(What you will do)
Reproduce the listing below from its start down to and including the line containing "[156,88,183,96]", leaving out the pictures.

Rows from a dataset for labeling boxes:
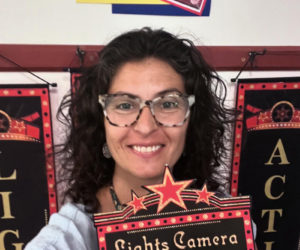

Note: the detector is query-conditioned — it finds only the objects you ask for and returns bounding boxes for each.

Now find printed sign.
[231,79,300,250]
[0,84,57,250]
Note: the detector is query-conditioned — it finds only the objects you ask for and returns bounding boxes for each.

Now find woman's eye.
[117,103,132,110]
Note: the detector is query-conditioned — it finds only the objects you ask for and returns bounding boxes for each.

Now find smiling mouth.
[132,145,162,153]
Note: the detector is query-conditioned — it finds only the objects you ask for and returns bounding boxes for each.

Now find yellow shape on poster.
[76,0,168,4]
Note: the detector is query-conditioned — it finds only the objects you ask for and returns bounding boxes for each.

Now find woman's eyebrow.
[111,88,183,99]
[156,88,183,96]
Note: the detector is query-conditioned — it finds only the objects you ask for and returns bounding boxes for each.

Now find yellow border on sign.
[76,0,168,4]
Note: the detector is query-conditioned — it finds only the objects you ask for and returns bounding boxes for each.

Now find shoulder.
[25,203,97,250]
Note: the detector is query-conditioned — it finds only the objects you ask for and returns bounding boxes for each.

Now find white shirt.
[24,203,99,250]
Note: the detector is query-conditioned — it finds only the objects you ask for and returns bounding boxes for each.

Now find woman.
[26,28,231,249]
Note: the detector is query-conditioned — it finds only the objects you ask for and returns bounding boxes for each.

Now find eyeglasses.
[99,93,195,127]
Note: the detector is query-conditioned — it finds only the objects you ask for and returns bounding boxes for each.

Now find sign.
[0,84,57,250]
[231,79,300,250]
[94,168,254,250]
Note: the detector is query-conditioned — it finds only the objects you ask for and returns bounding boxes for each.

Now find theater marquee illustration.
[94,167,254,250]
[231,78,300,250]
[0,84,57,250]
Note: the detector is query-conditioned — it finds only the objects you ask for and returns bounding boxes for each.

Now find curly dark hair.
[59,28,233,212]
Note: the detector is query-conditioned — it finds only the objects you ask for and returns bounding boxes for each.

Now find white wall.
[0,0,300,46]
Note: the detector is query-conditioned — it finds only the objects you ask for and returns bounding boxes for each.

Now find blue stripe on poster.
[112,0,211,16]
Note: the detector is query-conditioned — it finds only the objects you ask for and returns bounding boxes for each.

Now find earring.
[102,142,111,159]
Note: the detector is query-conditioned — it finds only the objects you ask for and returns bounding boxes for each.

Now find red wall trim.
[0,44,300,71]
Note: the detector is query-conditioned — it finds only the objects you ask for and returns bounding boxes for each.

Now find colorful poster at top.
[112,0,211,16]
[76,0,211,16]
[76,0,167,4]
[163,0,207,16]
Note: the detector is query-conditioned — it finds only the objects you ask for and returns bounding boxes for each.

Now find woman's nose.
[133,107,158,134]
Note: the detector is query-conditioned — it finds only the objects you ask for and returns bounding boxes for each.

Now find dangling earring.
[102,142,111,159]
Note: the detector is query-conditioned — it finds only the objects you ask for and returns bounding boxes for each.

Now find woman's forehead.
[109,58,185,99]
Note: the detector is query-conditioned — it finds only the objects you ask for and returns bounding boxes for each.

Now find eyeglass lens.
[106,94,189,126]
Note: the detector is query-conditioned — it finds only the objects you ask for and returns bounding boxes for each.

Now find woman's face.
[105,58,188,183]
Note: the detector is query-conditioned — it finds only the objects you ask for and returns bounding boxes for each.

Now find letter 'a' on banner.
[231,78,300,250]
[0,84,57,249]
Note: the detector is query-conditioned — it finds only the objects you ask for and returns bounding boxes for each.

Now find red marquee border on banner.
[231,81,300,196]
[0,85,57,215]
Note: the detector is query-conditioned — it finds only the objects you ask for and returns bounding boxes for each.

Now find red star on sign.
[127,191,147,214]
[195,185,215,205]
[146,167,193,213]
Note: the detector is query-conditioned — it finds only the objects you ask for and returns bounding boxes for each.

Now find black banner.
[94,168,254,250]
[231,79,300,250]
[0,84,57,250]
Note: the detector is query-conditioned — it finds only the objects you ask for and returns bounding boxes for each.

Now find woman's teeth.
[132,145,161,153]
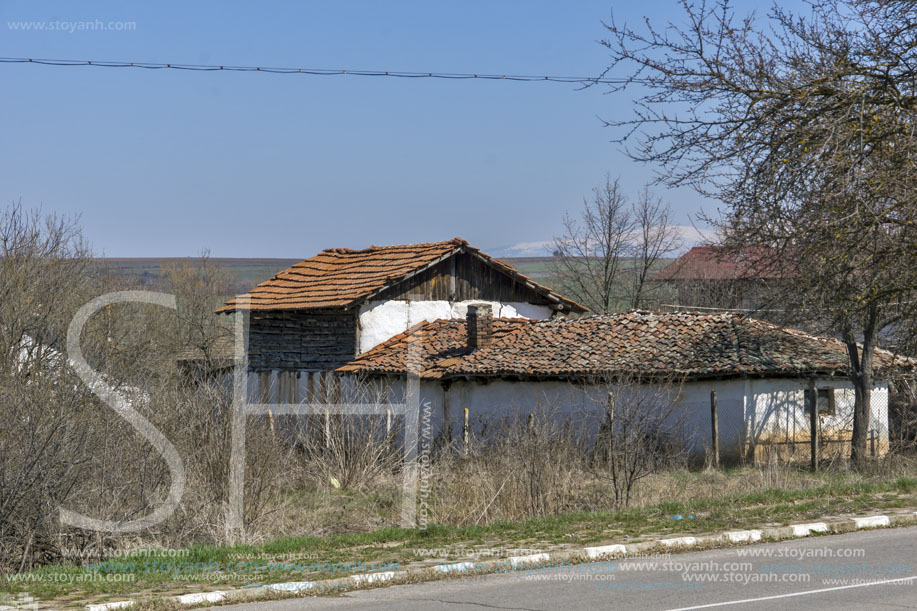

(The output)
Note: the detector is query-conditioned — it finds only the objects you ask for and returns bounding boxes for each.

Now find printed sign.
[231,79,300,250]
[0,84,57,250]
Note: the detector is query-conditioned — it finds only the objects you ask for and returns bounding boxes for each.

Now find woman's eye.
[117,103,132,110]
Note: the detector is query-conditioned — it finds only the objects you ask for and returns bounding boxes for each.

Now find smiling mouth.
[132,145,162,153]
Note: the detector is query-conditioned — it finds only the objects you ask for and returns bounding boxes for each.

Now find yellow shape on poster.
[76,0,168,4]
Note: the detector is query-conditioned — it finds only the objects you ask for and returns bounding boxes for each.

Now find woman's eyebrow.
[111,88,183,99]
[156,88,183,96]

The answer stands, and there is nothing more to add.